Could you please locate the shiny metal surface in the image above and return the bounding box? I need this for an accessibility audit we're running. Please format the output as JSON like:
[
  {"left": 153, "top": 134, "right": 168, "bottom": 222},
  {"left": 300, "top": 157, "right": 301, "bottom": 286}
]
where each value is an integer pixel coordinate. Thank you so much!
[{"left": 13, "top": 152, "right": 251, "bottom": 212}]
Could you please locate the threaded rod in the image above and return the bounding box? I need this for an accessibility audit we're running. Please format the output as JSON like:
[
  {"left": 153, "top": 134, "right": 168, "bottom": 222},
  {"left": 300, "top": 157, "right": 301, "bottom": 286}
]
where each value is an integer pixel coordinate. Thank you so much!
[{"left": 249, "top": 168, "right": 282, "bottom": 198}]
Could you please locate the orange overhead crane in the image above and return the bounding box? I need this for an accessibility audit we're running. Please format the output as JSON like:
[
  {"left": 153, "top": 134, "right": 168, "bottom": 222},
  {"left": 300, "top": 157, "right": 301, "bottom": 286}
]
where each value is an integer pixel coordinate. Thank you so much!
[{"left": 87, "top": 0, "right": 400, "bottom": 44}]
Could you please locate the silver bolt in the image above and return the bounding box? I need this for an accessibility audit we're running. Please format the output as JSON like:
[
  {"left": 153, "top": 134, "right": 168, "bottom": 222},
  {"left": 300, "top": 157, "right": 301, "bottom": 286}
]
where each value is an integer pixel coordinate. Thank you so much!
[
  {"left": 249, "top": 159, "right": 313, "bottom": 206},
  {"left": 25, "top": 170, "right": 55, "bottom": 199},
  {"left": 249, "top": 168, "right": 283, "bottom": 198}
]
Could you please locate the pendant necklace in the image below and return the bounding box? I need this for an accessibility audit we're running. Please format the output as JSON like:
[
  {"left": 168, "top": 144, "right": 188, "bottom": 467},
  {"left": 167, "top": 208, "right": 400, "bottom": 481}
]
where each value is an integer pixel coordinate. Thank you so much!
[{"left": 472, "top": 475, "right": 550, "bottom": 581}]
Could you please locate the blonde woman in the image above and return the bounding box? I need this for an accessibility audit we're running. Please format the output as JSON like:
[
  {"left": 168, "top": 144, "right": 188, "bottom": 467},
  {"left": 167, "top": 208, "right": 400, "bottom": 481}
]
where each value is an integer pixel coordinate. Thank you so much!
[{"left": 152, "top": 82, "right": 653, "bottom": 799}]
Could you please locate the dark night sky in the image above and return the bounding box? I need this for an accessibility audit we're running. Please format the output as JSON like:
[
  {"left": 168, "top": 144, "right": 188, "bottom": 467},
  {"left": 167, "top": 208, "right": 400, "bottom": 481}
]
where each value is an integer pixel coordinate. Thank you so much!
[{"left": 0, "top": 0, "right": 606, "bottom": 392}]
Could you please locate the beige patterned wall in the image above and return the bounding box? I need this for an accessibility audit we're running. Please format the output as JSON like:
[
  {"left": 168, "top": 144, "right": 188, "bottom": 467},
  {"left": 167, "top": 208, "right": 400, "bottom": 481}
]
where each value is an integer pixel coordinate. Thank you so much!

### Given problem
Extract each entry in full, exactly as given.

### Response
Could you please locate the shiny metal surface in the image above and return the bounding box? I need this for an accessibility audit we're running. Please format the output as JSON like:
[
  {"left": 153, "top": 134, "right": 168, "bottom": 222},
  {"left": 300, "top": 157, "right": 301, "bottom": 286}
]
where each value is an integer pixel coordinate. Thank you so much!
[{"left": 13, "top": 152, "right": 251, "bottom": 212}]
Could you please locate the threaded rod in the image above and return the bounding box? I need this for an accessibility audit we're running. Please format the output as JSON like:
[
  {"left": 153, "top": 134, "right": 168, "bottom": 222},
  {"left": 300, "top": 157, "right": 301, "bottom": 286}
]
where each value is an integer pixel coordinate. Thank you so much!
[{"left": 249, "top": 168, "right": 282, "bottom": 198}]
Could you please locate the orange overhead crane in the image above and return the bounding box? I need this for an accessibility audit we're running. Please format the output as JSON like:
[
  {"left": 153, "top": 134, "right": 168, "bottom": 222},
  {"left": 300, "top": 157, "right": 301, "bottom": 286}
]
where each value is an integer pixel coordinate. Thank you so much!
[{"left": 87, "top": 0, "right": 400, "bottom": 44}]
Could you please locate the silver bolt in the image above and return the bounding box? I need this for an accessibility audit we're running. Please format the output as JSON like:
[
  {"left": 153, "top": 134, "right": 168, "bottom": 222},
  {"left": 300, "top": 157, "right": 301, "bottom": 286}
]
where each value is an integer pixel coordinate. Thank you so much!
[
  {"left": 249, "top": 159, "right": 313, "bottom": 206},
  {"left": 25, "top": 170, "right": 55, "bottom": 199},
  {"left": 249, "top": 168, "right": 283, "bottom": 198}
]
Could you please locate the pendant necklace in the image below and return the bounding box? I need this for an accessibility audit we're running. Please format the output as JSON like:
[
  {"left": 168, "top": 144, "right": 188, "bottom": 467},
  {"left": 167, "top": 208, "right": 400, "bottom": 481}
]
where each value is an integer pixel coordinate. Thank you so much!
[{"left": 472, "top": 475, "right": 550, "bottom": 581}]
Could you please locate the blonde woman in the image above and return the bounding box? I need this for an accessibility audit we're running. Please format the output as JSON like:
[
  {"left": 168, "top": 144, "right": 188, "bottom": 467},
  {"left": 167, "top": 208, "right": 400, "bottom": 481}
]
where each value is an integer pixel coordinate. Thank you so much!
[{"left": 152, "top": 82, "right": 653, "bottom": 799}]
Could you please locate the dark night sky in the image above and return the bounding box? I need this for an accessibility audit we're running. Please format the output as JSON like:
[
  {"left": 168, "top": 144, "right": 188, "bottom": 467},
  {"left": 167, "top": 208, "right": 400, "bottom": 481}
]
where each value is an integer pixel coordinate. Thank you so much!
[{"left": 0, "top": 0, "right": 606, "bottom": 392}]
Could you please locate the beige patterned wall in the image above and return the bounding box? I need this for an accessibility audit we're running. Please format the output as JSON like:
[
  {"left": 168, "top": 144, "right": 188, "bottom": 467},
  {"left": 167, "top": 208, "right": 400, "bottom": 481}
]
where each value is an integer pixel coordinate. Thank you so much!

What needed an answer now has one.